◆ **Tasks and exercises**
a) Repeat word for word the part of the BanglaFake excerpt starting with "- Synthetic/deepfake speech" and going on through "(permissive research licenses)".
b) Write what comes next in the BanglaFake excerpt, picking up after its last line.

Text-based benchmarks employ precision, recall, F1, macro-F1, and area under the ROC curve as standard metrics, focusing particularly on fake-class (positive) detection.
4. Deepfake Audio: BanglaFake Speech Corpus
The BanglaFake name is explicitly attached to two major Bengali deepfake audio datasets: (Fahad et al., 16 May 2025) and (Samu et al., 25 Dec 2025). These corpora comprise:
- 12,260 real + 13,260 deepfake utterances (total 25,520 clips), each 6–7 seconds; mean duration ≈6.5s
- Real speech sourced from the SUST TTS corpus and Mozilla Common Voice (7 speakers, both genders, multi-dialect Bangla)
- Synthetic/deepfake speech generated using VITS-based TTS models (conditional VAE, flow-based latent prior, HiFi-GAN decoder), trained on SUST TTS
- All audio is WAV, 22,050 Hz, 16-bit PCM; transcripts in LJ-Speech CSV convention
- Slight class imbalance (fake:real ≈1.08), no speaker-level imbalance
- Accessible via HuggingFace and GitHub (permissive research licenses)

◆ **Given material**
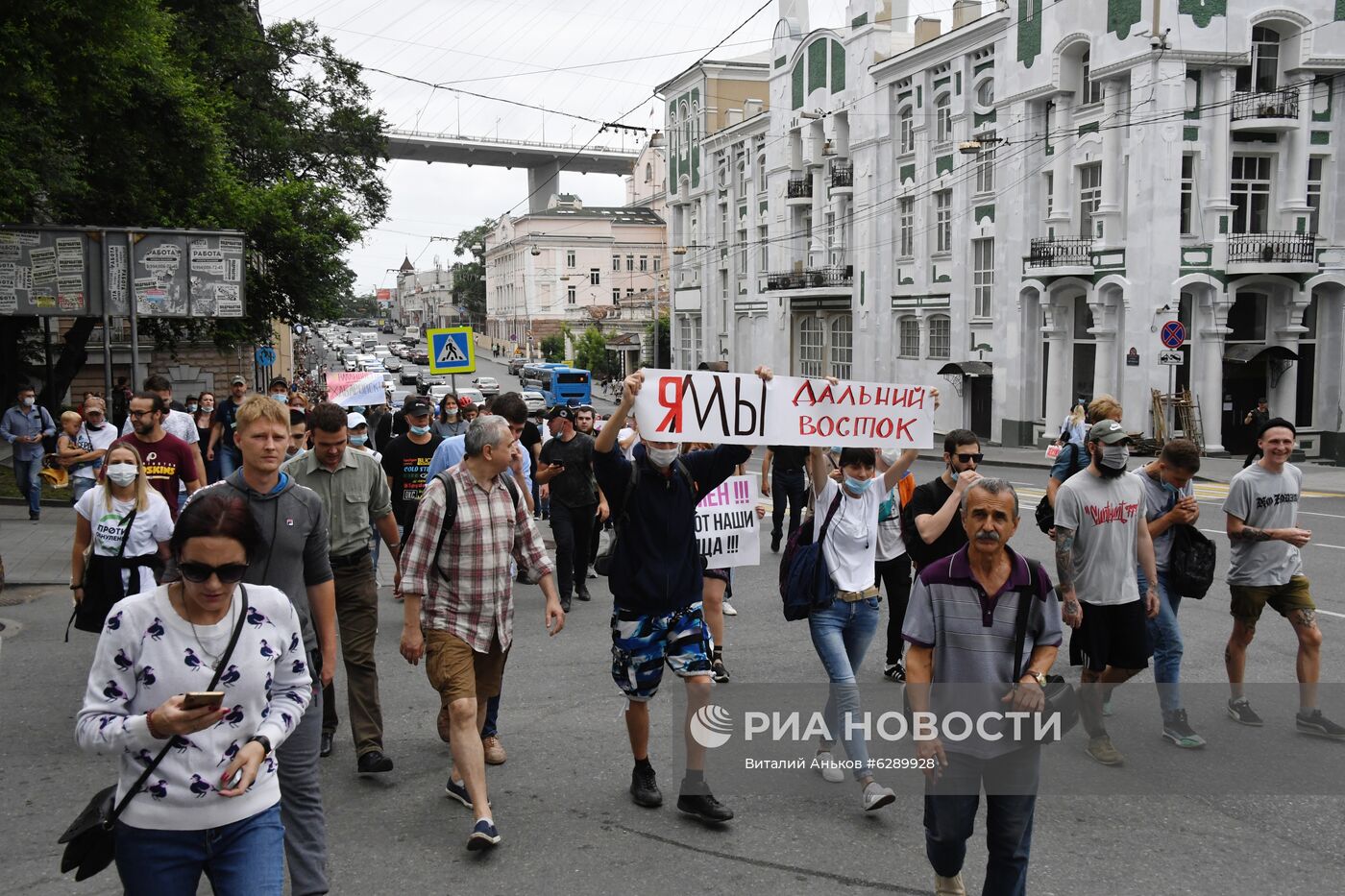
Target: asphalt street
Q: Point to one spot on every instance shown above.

◆ **Exercise responses**
a)
- Synthetic/deepfake speech generated using VITS-based TTS models (conditional VAE, flow-based latent prior, HiFi-GAN decoder), trained on SUST TTS
- All audio is WAV, 22,050 Hz, 16-bit PCM; transcripts in LJ-Speech CSV convention
- Slight class imbalance (fake:real ≈1.08), no speaker-level imbalance
- Accessible via HuggingFace and GitHub (permissive research licenses)

b)
Audio evaluation integrates:
- Robust MOS (mean opinion score, human): naturalness = 3.40, intelligibility = 4.01 (five-point scale)
- Feature analysis via MFCC extraction and t-SNE visualization: real and fake utterances partially overlap in acoustic space, highlighting detection challenge (Fahad et al., 16 May 2025)
- Benchmarking with CNN/RNN/transformer architectures (Wav2Vec2-XLSR-53, ResNet18, LCNN, ViT-B16, CNN-BiLSTM). Fine-tuned ResNet18 achieves accuracy = 79.17%, F1 = 79.12%, AUC = 84.37%, EER = 24.35%. Zero-shot transformer performance is much lower (accuracy <54%) (Samu et al., 25 Dec 2025).
5. Specialized Derivatives and Related Resources
Several variants for related NLP tasks and modalities have been derived from or linked to the core BanglaFake datasets:
- BanMANI corpus (Kamruzzaman et al., 2023): 800 social media items (Facebook posts/comments), labeled as “manipulated” vs. “non-manipulated” relative to 500 BanFakeNews reference articles, with gold spans identifying altered excerpts. Used for text-based manipulation and claim detection benchmarks; employs zero-shot/fine-tuned GPT models (fine-tuned GPT-3 ada achieves F1 = 65.77% on detection)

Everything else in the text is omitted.